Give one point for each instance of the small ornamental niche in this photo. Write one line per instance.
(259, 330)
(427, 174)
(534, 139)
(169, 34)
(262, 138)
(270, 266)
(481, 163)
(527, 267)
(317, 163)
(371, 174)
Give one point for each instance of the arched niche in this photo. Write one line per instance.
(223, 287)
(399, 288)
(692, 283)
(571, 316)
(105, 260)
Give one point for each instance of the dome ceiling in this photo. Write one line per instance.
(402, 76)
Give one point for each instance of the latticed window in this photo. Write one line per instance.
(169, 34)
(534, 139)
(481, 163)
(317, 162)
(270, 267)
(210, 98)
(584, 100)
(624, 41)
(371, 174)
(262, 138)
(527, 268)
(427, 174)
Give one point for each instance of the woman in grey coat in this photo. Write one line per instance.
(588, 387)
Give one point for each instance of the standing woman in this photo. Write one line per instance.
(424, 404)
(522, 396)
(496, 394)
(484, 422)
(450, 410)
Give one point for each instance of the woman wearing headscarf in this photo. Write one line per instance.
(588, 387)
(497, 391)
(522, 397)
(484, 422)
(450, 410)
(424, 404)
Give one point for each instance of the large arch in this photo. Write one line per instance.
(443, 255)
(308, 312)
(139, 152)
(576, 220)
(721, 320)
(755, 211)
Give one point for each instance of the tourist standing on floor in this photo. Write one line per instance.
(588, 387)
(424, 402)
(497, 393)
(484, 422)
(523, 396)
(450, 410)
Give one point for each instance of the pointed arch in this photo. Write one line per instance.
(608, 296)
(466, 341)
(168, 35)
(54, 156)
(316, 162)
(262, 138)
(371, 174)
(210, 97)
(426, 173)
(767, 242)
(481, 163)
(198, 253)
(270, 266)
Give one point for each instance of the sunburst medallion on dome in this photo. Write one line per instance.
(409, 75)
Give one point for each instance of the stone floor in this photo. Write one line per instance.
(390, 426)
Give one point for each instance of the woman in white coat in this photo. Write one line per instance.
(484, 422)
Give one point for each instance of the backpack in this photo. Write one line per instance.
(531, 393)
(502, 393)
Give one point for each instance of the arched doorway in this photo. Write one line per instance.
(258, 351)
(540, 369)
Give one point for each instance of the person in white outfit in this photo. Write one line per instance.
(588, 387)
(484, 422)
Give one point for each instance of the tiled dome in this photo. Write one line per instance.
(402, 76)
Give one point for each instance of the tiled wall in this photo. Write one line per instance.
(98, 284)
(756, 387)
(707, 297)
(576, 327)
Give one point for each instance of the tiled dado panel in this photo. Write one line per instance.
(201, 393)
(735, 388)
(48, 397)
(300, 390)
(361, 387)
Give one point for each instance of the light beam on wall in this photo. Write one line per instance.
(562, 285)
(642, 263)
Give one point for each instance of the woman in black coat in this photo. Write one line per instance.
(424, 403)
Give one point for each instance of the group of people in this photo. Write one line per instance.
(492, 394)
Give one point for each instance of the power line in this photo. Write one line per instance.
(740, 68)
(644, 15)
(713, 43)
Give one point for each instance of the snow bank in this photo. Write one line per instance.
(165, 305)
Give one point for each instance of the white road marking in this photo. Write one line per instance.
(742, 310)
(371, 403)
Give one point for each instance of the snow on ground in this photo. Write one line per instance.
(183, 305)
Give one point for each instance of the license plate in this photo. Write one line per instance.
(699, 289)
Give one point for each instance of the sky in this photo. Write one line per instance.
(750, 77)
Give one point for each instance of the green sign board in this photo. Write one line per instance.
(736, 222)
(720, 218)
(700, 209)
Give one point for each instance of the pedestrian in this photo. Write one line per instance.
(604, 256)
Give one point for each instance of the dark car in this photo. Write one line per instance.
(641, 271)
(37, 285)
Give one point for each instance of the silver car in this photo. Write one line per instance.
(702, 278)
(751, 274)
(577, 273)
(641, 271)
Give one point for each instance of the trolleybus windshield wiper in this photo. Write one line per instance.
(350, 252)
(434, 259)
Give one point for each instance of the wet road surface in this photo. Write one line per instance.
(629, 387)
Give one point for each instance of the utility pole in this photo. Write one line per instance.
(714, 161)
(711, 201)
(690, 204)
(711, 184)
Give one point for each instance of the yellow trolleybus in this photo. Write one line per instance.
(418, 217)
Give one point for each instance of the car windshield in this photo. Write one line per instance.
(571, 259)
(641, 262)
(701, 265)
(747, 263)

====================

*WHAT YOU NEED TO DO*: Please copy all of the data above word for word, with no changes.

*OUTPUT OF THE EXERCISE*:
Give one point for each instance of the small ornamental niche in this photo. Write one line per instance.
(259, 330)
(427, 174)
(534, 139)
(169, 34)
(262, 138)
(270, 266)
(481, 163)
(527, 267)
(317, 163)
(371, 174)
Give one point for each instance of the arched niche in this photo. Write one line per instance.
(223, 287)
(399, 288)
(692, 283)
(571, 316)
(105, 260)
Give one point for each instance of the dome ceiling in this photo. Write one line per instance.
(402, 76)
Give one point for each instance of the latticed window in this photo. Write one line per instance.
(169, 34)
(534, 139)
(481, 163)
(317, 162)
(270, 267)
(210, 98)
(584, 100)
(624, 41)
(371, 174)
(262, 138)
(527, 268)
(427, 174)
Give one point for each instance of the woman in grey coat in this photo. Write one line per instance.
(588, 387)
Give one point for each instance of the standing woman in this photo. Write one line per instance.
(424, 404)
(522, 396)
(496, 394)
(484, 422)
(450, 410)
Give one point for each instance of the woman wearing headscarf in this photo. Write one line per instance.
(588, 387)
(497, 391)
(522, 397)
(484, 422)
(450, 410)
(424, 404)
Give one point for each instance of the large arch in this photo. Write one line per instance.
(443, 255)
(308, 312)
(139, 152)
(576, 220)
(721, 320)
(755, 211)
Give one point for each instance of the tourist standing on floor in this photo. Write one line per instance.
(588, 387)
(424, 402)
(497, 393)
(484, 422)
(523, 396)
(450, 410)
Give one point for each instance of the pointed arch in this photo. Write one line per instance.
(608, 296)
(466, 341)
(168, 35)
(54, 156)
(316, 162)
(262, 138)
(371, 174)
(210, 97)
(426, 173)
(767, 242)
(481, 163)
(198, 253)
(270, 266)
Give one point for each instance of the sunburst medallion on dome in this photo. Write one line per instance.
(409, 75)
Give one point for each instance of the stone floor in this photo. Write one line per instance.
(390, 426)
Give one point for each instance of the woman in white coat in this photo. Write one line per instance.
(484, 422)
Give one point for each instance of the backpack in this photo. Write one line per instance.
(531, 393)
(502, 393)
Give one point for each instance of the arched doorway in this photo. Write one line per instance.
(258, 351)
(540, 369)
Give one point for each instance of the person in white outfit in this photo. Write one line per instance.
(588, 387)
(484, 422)
Give one point for each instance of the tiled dome in this photo. Write one line per instance.
(402, 76)
Give one point for each instance of the tiled wall in this photo. Write one line per instance.
(98, 284)
(756, 387)
(707, 297)
(576, 327)
Give one point for each instance of the tiled dado panel in this photo. Write one line per instance.
(201, 393)
(735, 388)
(48, 397)
(300, 390)
(361, 387)
Give one point for each instance of the light beam on wall in this photo. Write one line per instance.
(562, 285)
(642, 263)
Give one point for each instance of the woman in black coat in this photo. Write one line per instance.
(424, 403)
Give one point for each instance of the group of people in this photo. Write one line per instance.
(492, 394)
Give one point for each instance of the power line in this photo. Write one line per instance.
(740, 68)
(644, 15)
(713, 43)
Give one point for each instance of the snow bank in this photo. Write one line per instance.
(165, 305)
Give one point for each instance of the white road marking in this photo. Write one line per instance.
(742, 310)
(371, 403)
Give one point for each instance of the snow on ground in this photo. Write one line per instance.
(183, 305)
Give one point for each instance of the license plate in this photo. Write one line per instance.
(699, 289)
Give one point for each instance of the sky in this photo. Write one line per instance.
(750, 77)
Give one point for each instance of the green sign board in this photo. Write one line per instance.
(736, 222)
(720, 218)
(700, 209)
Give one point for each instance of the pedestrian in this photo. Write one line per instance.
(604, 256)
Give one point for each instance of the dark car in this photo. Write one line per instance.
(641, 271)
(37, 285)
Give one point for each instance of the silver car in this photo. Write one line per instance.
(702, 278)
(751, 274)
(577, 273)
(641, 271)
Give one point for each instance of the trolleybus windshield wiper in this photo. Write one line per instance.
(350, 252)
(434, 259)
Give one point for each instance of the wet road surface in this photo. Write one line per instance.
(629, 387)
Give one point for each instance of the utility pole in this photo. Write one line per instance.
(714, 161)
(711, 201)
(690, 204)
(711, 184)
Give one point for each instance of the yellow trolleybus in this photo. Write one line per instance.
(418, 217)
Give one point for each instance of the car windshield in this photo. Write one line per instance.
(571, 259)
(641, 262)
(701, 265)
(747, 263)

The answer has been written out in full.